### [Tasks to perform]
• 1. Could you return the passage of the camera-industry forum thread from "Look for a Chinese" to "9VIII (Oct 31, 2017)", copied word for word?
• 2. Can you resume the forum thread on camera makers' business decisions and carry it on past its final sentence?

Look for a Chinese company to take over the plant, Nikon may be requiring that it not be sold to a competitor? DJI might want to jump into the photography business, and having access to a trained, skilled workforce would be a big factor.

I expect that Canon, Nikon, and Sony would worry about that.


----------



## 9VIII (Oct 31, 2017)

Looking at the sales numbers over the last decade from the other thread (http://www.canonrumors.com/forum/index.php?topic=33625.0), I really have to wonder what all the camera companies were thinking in 2012.

I’m reminded of some business advice from a factory owner: “Always expand slowly”
Fast expansion is one of the most common reasons for a business to fail.


----------



## Mt Spokane Photography (Oct 31, 2017)

9VIII said:


> Looking at the sales numbers over the last decade from the other thread (http://www.canonrumors.com/forum/index.php?topic=33625.0), I really have to wonder what all the camera companies were thinking in 2012.
> 
> I’m reminded of some business advice from a factory owner: “Always expand slowly”
> Fast expansion is one of the most common reasons for a business to fail.



And so is being slow to react to new market demands that you are suddenly irrelevant. Sometimes you just make the wrong move with a superior product like creating Betamax tapes too short to record a entire movie. Marketing failure to judge the buyer.

### [Dataset excerpt]

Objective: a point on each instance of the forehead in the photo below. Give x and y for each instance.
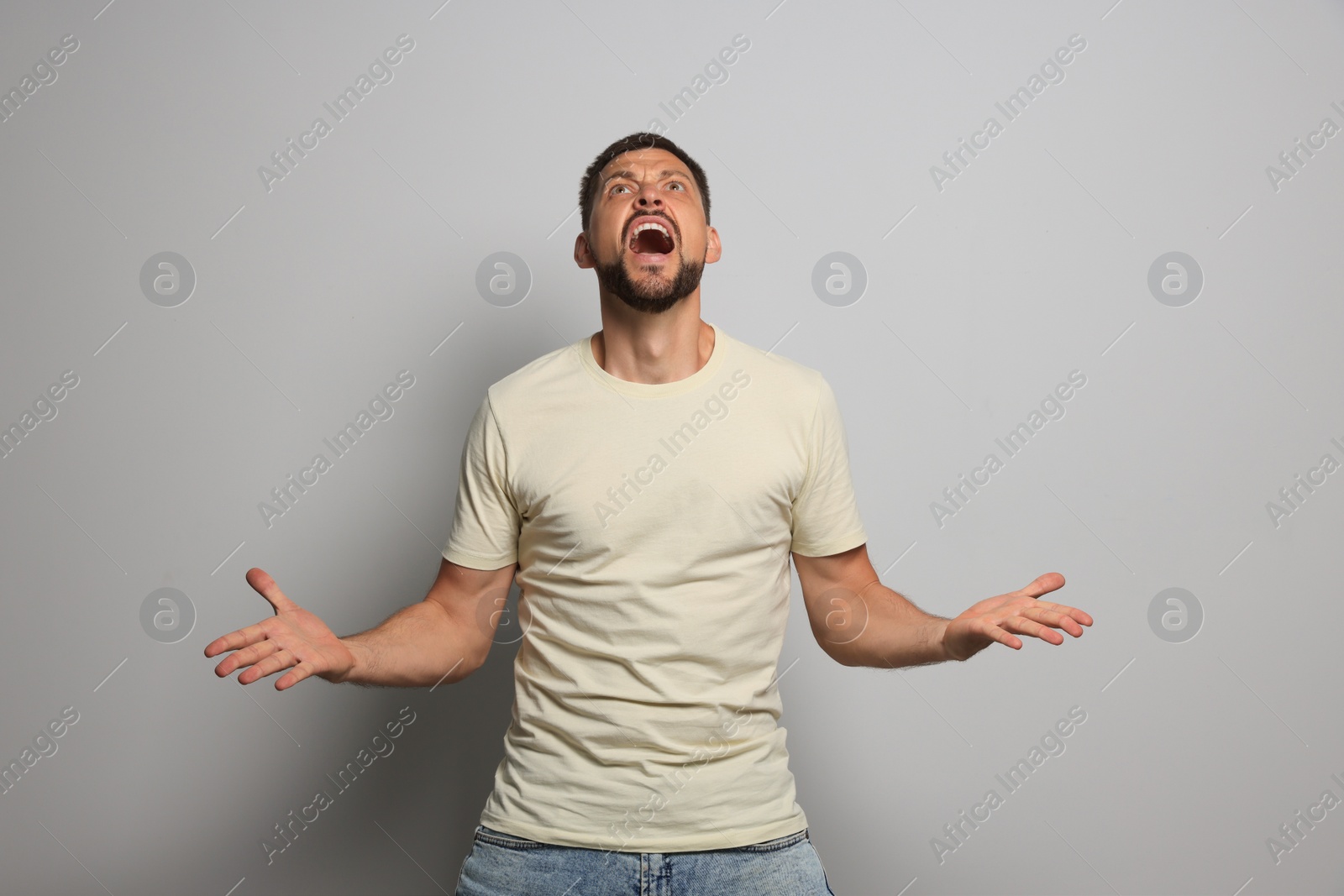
(644, 163)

### [Responses to the exercise]
• 1.
Look for a Chinese company to take over the plant, Nikon may be requiring that it not be sold to a competitor? DJI might want to jump into the photography business, and having access to a trained, skilled workforce would be a big factor.

I expect that Canon, Nikon, and Sony would worry about that.


----------



## 9VIII (Oct 31, 2017)

• 2.
Nikon put a lot of resources into their 1 in sensor mirrorless at a time when buyers felt that they wanted a big professional looking DSLRs and felt that small cameras could be replaced with their cell phones.


----------



## dolina (Oct 31, 2017)

Mt Spokane Photography said:


> 9VIII said:
> 
> 
> > Looking at the sales numbers over the last decade from the other thread (http://www.canonrumors.com/forum/index.php?topic=33625.0), I really have to wonder what all the camera companies were thinking in 2012.
> ...


It is better you obsolete your own product than someone else doing it for you.

It would have been interesting to see camera makers putting a more serious and earlier effort into joining the smartphone market.

They could have all ran on a stock version of Android with 1-inch image sensors.


----------



## Mt Spokane Photography (Oct 31, 2017)

dolina said:


> Mt Spokane Photography said:
> 
> 
> > 9VIII said:
> ...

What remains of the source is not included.